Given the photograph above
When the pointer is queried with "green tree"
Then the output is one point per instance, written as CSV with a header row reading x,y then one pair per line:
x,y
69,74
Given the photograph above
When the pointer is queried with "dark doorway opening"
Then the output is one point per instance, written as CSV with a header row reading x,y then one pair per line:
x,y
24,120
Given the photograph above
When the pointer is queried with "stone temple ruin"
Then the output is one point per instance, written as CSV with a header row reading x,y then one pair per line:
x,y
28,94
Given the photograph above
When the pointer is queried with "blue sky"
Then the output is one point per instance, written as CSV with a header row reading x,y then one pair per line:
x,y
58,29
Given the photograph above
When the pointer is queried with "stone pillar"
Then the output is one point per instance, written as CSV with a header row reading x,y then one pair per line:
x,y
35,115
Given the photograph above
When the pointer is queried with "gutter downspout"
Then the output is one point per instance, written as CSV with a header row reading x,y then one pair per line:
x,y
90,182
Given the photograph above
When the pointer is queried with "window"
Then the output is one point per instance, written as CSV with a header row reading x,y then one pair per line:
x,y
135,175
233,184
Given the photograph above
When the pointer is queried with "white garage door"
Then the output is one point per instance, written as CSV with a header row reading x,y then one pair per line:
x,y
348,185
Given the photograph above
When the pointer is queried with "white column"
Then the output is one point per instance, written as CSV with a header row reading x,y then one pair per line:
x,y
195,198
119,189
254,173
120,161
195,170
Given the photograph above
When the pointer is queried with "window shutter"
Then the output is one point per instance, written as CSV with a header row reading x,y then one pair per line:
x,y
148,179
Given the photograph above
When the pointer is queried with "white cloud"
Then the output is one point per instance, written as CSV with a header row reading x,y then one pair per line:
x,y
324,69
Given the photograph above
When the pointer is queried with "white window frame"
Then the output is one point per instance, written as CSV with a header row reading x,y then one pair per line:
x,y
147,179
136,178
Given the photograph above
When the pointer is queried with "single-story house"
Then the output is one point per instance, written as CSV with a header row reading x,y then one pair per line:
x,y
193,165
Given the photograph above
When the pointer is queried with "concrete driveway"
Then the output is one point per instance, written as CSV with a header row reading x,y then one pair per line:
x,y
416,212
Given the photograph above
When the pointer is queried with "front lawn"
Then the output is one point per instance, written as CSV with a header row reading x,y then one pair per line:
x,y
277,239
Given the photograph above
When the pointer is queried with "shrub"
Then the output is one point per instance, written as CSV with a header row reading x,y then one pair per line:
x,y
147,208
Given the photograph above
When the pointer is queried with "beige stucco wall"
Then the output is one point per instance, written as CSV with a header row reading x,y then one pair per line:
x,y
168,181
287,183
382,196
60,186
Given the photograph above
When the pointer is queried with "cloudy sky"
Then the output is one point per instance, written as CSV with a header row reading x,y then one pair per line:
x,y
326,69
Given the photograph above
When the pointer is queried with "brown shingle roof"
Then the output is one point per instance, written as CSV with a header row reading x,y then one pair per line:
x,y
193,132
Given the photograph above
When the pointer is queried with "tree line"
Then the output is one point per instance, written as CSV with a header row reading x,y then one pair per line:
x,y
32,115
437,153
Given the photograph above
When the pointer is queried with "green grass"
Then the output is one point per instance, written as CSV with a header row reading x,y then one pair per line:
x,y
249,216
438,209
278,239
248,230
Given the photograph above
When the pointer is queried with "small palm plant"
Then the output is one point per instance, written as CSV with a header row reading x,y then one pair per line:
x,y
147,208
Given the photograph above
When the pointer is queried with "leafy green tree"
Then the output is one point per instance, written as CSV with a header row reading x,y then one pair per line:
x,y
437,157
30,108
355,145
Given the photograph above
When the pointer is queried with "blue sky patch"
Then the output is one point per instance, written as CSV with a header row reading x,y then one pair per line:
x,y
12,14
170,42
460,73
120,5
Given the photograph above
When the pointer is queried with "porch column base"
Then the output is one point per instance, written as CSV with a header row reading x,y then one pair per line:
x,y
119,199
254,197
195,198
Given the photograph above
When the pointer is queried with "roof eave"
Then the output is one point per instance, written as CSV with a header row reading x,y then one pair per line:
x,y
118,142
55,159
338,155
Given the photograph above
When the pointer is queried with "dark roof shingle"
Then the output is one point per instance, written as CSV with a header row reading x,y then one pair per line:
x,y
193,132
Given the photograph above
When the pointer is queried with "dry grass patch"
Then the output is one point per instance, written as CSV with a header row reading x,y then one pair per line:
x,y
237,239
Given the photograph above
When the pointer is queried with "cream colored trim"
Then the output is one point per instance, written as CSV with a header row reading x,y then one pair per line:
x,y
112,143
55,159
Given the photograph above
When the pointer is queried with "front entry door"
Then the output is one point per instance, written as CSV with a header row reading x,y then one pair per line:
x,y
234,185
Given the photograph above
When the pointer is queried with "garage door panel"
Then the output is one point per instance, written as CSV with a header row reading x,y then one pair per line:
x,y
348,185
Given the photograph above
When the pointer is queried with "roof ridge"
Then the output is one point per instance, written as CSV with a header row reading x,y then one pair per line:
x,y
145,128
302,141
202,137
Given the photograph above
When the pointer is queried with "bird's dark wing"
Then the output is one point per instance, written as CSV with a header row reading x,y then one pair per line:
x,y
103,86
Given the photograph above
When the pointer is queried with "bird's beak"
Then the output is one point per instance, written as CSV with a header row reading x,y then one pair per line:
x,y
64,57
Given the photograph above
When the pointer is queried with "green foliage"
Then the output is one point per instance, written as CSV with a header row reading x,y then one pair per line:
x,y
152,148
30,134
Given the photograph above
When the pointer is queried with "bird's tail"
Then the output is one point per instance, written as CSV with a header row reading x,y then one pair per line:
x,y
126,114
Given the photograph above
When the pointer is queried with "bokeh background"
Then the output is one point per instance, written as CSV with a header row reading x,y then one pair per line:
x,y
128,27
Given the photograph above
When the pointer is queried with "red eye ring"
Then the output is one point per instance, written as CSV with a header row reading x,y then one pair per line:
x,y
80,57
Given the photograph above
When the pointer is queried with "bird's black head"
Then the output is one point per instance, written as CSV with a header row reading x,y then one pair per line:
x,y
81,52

◇ ◇ ◇ ◇

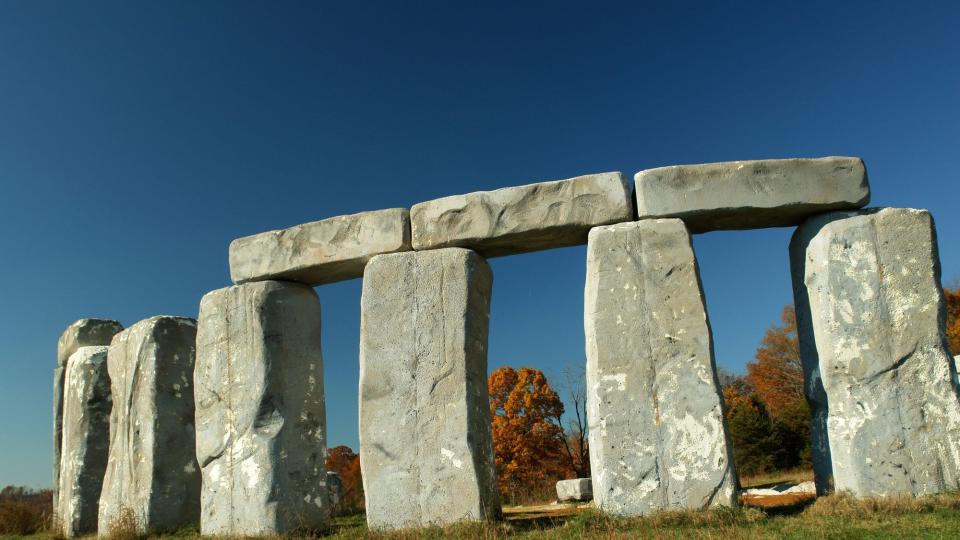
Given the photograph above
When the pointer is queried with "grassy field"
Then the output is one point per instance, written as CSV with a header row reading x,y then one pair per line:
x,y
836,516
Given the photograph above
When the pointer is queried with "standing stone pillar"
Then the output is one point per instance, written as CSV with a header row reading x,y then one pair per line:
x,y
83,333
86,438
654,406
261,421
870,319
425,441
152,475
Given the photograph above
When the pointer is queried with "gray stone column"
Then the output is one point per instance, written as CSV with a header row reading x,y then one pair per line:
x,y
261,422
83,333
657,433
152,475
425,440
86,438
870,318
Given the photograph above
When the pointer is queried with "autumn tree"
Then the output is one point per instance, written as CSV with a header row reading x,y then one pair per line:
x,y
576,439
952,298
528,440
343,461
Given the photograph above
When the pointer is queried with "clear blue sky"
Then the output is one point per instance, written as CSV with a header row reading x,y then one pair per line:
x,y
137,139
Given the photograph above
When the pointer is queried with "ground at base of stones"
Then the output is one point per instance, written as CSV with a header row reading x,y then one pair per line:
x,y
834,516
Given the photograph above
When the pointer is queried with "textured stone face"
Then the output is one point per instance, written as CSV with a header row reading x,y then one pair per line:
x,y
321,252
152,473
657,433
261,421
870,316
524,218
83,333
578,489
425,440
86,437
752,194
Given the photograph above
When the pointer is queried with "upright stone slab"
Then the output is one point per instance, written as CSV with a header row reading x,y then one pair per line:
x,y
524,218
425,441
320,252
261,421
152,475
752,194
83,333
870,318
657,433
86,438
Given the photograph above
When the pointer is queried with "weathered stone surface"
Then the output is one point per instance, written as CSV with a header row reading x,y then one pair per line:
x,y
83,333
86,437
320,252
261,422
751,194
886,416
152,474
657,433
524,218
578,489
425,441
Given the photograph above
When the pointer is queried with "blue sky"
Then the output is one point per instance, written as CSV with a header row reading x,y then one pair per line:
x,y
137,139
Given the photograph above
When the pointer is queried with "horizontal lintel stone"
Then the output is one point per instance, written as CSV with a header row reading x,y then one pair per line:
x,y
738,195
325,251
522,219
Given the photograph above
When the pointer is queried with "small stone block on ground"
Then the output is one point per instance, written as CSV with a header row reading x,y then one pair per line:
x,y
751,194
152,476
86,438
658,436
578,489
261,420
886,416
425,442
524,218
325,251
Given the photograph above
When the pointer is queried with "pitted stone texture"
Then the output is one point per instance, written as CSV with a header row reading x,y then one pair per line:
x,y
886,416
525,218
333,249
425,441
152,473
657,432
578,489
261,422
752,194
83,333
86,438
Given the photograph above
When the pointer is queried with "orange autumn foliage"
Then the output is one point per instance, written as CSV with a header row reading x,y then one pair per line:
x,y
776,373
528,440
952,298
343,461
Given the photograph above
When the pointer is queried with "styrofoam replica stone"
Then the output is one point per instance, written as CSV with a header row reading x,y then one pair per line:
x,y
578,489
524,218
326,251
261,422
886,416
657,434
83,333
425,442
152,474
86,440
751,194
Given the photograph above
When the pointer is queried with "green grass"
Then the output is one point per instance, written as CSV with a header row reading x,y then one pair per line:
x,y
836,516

◇ ◇ ◇ ◇

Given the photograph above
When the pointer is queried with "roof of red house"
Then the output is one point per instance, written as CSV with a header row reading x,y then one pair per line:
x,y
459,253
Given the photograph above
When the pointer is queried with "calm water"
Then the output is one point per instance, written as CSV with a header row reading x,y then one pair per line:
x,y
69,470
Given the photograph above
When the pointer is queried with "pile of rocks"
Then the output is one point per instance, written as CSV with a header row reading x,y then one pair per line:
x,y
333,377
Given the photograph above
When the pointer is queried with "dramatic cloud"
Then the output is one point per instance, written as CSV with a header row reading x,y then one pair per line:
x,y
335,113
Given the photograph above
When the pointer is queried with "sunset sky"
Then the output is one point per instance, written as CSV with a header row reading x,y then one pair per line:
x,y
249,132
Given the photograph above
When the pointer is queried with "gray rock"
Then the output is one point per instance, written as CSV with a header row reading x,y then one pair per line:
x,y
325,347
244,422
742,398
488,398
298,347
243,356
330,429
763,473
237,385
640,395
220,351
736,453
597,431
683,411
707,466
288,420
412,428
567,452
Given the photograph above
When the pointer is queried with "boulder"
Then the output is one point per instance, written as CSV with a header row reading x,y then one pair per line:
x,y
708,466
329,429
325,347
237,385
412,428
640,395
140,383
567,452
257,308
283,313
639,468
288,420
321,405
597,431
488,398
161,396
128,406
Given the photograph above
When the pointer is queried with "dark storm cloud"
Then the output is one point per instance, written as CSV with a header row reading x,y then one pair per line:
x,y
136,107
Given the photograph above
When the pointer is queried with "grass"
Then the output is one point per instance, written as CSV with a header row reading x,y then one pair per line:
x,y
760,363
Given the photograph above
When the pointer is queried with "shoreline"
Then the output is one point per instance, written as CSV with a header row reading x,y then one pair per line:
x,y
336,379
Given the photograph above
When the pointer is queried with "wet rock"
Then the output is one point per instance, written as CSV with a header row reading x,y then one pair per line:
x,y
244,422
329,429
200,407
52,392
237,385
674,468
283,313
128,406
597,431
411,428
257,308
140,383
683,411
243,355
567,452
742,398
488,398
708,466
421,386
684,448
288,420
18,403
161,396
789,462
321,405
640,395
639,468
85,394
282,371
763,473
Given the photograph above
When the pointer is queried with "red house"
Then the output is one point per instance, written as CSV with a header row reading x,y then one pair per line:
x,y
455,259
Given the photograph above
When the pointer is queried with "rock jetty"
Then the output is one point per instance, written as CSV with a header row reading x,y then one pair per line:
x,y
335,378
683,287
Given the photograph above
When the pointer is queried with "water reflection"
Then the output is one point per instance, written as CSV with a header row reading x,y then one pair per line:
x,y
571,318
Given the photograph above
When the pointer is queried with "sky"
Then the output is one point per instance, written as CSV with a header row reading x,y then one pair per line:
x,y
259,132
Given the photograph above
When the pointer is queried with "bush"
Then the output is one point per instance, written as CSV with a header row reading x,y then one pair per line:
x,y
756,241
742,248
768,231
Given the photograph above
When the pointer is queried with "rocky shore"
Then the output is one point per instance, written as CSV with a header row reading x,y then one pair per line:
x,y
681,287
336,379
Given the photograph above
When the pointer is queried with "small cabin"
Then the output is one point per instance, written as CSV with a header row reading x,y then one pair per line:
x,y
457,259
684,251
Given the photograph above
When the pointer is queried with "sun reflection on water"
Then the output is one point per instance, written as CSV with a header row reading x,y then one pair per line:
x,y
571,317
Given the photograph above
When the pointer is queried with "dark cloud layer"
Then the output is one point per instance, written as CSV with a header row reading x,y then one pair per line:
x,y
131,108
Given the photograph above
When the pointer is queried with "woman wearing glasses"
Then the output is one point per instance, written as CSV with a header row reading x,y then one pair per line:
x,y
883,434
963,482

◇ ◇ ◇ ◇

**TASK OBJECTIVE**
Reproduce each line from the data that has "autumn" in it.

**FINAL ANSWER**
When the pointer is queried with "autumn tree"
When the pointer is queried with "orange autumn foliage"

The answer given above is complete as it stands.